For the entries below, state how many lines contain the word "thermostat" and add nothing else.

**EXTRACTED INFORMATION**

_ _ _

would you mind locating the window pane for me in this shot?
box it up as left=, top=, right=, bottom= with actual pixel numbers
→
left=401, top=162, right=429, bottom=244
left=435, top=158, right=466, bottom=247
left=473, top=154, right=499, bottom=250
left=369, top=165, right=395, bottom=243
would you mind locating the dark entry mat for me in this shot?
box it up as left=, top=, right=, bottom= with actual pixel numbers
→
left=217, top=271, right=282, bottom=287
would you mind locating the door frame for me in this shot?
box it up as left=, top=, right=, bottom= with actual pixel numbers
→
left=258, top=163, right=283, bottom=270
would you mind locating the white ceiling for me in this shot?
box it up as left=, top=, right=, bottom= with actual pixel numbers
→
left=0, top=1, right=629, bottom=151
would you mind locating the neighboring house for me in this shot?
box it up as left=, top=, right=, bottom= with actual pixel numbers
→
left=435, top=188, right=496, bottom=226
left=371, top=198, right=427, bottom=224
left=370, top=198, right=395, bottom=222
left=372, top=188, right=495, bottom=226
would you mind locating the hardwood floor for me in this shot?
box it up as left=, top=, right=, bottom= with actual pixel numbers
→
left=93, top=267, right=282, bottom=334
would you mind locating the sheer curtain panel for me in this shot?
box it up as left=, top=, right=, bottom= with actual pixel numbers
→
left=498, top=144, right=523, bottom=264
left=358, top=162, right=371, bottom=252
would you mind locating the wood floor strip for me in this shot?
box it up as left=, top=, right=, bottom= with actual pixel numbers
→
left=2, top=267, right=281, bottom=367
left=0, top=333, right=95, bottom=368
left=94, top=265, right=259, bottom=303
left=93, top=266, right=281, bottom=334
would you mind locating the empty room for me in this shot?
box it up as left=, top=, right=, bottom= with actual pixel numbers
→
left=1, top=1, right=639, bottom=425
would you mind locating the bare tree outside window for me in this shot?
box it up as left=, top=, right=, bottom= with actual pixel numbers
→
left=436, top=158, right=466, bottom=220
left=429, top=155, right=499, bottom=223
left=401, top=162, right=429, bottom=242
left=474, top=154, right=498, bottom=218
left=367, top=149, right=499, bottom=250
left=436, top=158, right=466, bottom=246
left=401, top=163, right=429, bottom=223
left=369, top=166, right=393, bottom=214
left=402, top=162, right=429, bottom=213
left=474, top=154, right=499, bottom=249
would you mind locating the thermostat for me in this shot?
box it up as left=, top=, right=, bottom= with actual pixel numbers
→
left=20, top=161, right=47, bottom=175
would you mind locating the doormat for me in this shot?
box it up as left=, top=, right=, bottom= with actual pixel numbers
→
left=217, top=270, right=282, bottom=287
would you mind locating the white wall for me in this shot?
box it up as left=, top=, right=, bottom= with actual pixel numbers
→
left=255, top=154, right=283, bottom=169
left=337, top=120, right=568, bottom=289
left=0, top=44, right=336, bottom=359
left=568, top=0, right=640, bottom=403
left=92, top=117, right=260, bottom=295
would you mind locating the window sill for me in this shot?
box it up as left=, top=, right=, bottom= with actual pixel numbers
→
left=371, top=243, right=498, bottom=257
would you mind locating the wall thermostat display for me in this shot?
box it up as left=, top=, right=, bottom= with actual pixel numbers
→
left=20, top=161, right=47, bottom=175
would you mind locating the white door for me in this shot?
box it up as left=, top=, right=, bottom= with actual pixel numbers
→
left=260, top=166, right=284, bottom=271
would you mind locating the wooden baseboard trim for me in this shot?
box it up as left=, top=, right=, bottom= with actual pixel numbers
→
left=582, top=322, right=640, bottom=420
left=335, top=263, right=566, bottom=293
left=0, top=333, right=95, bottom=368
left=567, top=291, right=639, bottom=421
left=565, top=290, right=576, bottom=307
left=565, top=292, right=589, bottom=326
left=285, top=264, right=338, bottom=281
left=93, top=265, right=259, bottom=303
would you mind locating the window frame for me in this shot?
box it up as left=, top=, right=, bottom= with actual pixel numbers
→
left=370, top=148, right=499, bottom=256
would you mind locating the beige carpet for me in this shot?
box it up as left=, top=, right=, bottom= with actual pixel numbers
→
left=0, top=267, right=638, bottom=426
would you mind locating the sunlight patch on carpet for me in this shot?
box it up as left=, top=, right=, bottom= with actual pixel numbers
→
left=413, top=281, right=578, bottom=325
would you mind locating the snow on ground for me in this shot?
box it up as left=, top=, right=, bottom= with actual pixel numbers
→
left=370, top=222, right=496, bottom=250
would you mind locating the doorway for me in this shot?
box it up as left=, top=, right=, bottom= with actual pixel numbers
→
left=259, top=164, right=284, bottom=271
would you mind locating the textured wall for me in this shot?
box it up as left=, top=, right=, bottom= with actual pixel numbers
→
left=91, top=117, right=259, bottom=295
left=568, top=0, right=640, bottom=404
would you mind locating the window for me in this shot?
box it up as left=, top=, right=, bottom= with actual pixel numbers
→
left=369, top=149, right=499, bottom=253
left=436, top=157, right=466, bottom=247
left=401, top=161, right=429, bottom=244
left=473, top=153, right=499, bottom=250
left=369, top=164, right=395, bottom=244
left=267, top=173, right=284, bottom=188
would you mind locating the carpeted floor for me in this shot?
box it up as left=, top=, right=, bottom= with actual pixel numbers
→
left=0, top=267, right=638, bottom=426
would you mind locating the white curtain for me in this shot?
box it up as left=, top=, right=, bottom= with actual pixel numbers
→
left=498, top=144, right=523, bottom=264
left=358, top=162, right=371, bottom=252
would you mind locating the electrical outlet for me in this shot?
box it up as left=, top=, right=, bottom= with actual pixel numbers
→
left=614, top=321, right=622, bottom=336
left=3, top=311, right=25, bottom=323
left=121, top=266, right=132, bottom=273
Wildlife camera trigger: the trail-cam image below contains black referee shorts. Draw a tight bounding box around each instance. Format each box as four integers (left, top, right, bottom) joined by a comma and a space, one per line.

_ _ _

**RESPONSE**
2